Continue the Phabricator thread about slow CategoryMembershipChangeJob lock queries from its last comment.

Text shown –
'''

Page MenuHomePhabricator

SELECT /* CategoryMembershipChangeJob::run 127.0.0.1 */ GET_LOCK('CategoryMembershipUpdates:XXXX', 10) AS lockstatus
Closed, ResolvedPublicPRODUCTION ERROR

Description

fatalmonitor shows a lot of messages such as:

[10000ms] at runtime/ext_mysql: slow query: SELECT /* CategoryMembershipChangeJob::run 127.0.0.1 */ GET_LOCK('CategoryMembershipUpdates:#######', 10) AS lock status

No clue what they are though :(

Event Timeline

hashar created this task.Apr 27 2016, 7:13 PM
Restricted Application added a subscriber: Aklapper. · View Herald TranscriptApr 27 2016, 7:13 PM

a lot

How many, link?

aude added a subscriber: aude.EditedApr 29 2016, 6:03 PM

this is 600 of the last 1000 hhvm.log entries (~42/min)

jcrespo added a comment.EditedMay 2 2016, 9:22 AM

While the bug may be valid, this will happen every time there is lag on a slave- so it is a consequence, not a cause. Without a real cause of the lag, this is just T95501 , unless the locking mediawiki model is changed. See for example, T109943

Restricted Application added a project: archived--TCB-Team. · View Herald TranscriptSep 13 2016, 4:42 PM

Would it make sense to not log these as slow querys?

'''

(Point annotation records)

'''

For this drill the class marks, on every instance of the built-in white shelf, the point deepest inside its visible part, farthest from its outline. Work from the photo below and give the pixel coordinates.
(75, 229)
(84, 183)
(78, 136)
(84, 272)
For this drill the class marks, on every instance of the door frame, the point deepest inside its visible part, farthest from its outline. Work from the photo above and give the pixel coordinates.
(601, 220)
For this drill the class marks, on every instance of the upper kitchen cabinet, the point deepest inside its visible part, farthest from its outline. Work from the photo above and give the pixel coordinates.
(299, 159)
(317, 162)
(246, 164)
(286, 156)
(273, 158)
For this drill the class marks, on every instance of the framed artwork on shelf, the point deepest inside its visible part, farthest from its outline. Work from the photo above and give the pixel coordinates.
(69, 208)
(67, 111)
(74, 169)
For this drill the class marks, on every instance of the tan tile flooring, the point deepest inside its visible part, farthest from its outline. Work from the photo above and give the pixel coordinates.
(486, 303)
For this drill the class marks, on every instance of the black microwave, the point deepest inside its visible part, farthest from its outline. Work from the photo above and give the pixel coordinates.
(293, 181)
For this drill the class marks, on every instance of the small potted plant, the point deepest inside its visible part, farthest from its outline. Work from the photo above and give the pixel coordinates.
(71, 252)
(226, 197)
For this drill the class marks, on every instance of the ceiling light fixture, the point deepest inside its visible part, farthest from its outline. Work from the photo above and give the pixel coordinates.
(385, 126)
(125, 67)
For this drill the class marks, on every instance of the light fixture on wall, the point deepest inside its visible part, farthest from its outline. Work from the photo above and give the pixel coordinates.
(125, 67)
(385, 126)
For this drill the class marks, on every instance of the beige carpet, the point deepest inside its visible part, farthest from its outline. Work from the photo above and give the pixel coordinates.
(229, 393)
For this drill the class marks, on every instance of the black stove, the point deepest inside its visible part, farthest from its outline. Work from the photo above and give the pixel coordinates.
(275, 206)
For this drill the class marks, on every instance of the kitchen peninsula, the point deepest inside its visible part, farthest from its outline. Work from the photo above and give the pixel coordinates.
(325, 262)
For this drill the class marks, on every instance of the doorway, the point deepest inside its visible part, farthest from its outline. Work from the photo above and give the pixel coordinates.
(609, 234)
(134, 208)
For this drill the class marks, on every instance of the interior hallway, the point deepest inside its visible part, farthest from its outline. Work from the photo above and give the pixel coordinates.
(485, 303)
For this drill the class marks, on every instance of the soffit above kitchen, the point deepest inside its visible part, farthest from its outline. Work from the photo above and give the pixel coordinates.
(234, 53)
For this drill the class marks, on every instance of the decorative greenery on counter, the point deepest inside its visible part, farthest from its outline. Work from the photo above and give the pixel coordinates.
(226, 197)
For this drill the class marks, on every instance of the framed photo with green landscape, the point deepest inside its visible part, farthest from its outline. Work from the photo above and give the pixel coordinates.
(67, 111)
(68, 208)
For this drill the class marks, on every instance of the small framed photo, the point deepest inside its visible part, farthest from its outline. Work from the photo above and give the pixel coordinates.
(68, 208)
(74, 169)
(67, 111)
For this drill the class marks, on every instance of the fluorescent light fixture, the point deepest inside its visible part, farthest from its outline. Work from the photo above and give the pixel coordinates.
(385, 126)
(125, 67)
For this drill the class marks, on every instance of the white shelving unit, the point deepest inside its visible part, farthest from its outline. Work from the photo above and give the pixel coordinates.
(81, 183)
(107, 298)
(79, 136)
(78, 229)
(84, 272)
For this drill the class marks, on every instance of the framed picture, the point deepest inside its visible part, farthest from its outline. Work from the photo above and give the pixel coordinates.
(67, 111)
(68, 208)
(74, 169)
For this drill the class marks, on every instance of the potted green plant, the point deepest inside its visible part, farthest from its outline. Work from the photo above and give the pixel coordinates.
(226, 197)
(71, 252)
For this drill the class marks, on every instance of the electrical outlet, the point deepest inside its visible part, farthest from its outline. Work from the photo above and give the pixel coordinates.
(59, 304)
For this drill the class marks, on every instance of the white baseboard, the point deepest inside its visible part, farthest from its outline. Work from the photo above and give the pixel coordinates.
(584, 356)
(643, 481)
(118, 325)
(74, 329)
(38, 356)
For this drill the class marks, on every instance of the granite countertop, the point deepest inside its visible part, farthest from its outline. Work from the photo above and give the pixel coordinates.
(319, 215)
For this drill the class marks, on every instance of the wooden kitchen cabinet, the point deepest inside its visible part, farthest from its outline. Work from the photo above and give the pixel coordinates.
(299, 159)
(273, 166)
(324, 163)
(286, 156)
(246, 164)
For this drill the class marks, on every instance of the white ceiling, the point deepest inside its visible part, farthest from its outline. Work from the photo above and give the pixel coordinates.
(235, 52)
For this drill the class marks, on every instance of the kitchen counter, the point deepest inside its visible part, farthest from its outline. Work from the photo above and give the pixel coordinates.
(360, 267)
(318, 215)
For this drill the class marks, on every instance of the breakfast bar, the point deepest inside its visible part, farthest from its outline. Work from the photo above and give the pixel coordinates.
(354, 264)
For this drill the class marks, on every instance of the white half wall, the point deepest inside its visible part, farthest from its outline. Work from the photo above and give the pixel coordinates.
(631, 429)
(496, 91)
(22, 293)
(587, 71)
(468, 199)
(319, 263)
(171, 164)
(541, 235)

'''

Task answer –
But perhaps something else?

Our Puppet manifest for HHMV has:

slow_query_threshold => to_milliseconds('10s')

And MediaWiki CategoryMembershipChangeJob::run has a lock set to a hardcoded 10, so that triggers the SlowTimer notification.

So raising one or the other would hide the message.


@jcrespo For the list of messages, I have looked in https://logstash.wikimedia.org/ and search for "GET_LOCK('CategoryMembershipUpdates". Today I we had a few hour longs events with 500-800 such messages per minutes

@hashar yesterday we had a crashed slave failover, given the limitation of jobs of continue hitting the same server (remember we discussed this limitation on an unrelated ticket) I wouldn't be surprised with jobs having issues.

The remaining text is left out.